__Your objective__.
Rewrite the lines starting with the one that contains "Where can you see the wooden" and going on through the end of the entries, putting "walnut cabinet" in place of "wooden cabinet" and leaving everything else unchanged. Give only those lines.

__Data shown__.
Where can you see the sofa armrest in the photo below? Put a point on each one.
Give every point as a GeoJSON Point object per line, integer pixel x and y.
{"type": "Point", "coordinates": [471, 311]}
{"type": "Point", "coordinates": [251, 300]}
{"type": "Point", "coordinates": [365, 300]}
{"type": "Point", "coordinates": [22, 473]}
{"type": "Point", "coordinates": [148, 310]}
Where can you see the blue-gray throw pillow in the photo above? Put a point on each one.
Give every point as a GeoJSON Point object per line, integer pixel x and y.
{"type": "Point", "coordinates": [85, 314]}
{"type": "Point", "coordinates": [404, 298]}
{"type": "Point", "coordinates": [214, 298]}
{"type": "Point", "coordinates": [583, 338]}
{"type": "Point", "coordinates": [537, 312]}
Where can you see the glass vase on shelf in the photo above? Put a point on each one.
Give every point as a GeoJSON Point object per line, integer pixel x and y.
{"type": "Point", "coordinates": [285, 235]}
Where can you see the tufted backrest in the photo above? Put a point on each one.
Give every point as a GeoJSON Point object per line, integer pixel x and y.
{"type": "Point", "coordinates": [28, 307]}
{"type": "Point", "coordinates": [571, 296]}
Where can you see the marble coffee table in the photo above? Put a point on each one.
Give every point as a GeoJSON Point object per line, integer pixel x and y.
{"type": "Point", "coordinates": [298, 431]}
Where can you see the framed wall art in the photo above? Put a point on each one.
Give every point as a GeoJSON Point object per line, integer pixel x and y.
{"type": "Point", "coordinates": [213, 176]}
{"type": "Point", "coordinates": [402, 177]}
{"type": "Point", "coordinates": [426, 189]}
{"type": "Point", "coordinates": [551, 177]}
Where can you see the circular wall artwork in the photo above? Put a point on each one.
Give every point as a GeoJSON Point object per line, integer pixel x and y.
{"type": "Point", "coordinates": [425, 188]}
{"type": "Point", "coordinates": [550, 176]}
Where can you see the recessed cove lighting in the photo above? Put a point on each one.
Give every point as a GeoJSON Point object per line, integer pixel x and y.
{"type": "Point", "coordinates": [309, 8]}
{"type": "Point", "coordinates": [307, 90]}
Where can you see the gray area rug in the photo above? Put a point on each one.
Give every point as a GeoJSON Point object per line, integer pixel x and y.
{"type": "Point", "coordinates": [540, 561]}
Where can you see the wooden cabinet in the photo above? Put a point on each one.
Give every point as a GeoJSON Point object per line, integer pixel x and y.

__Output of the exercise__.
Where can you see the walnut cabinet in the photo above? Put a point on each one.
Give every point as a GeoJSON Point object per line, integer pixel x and y.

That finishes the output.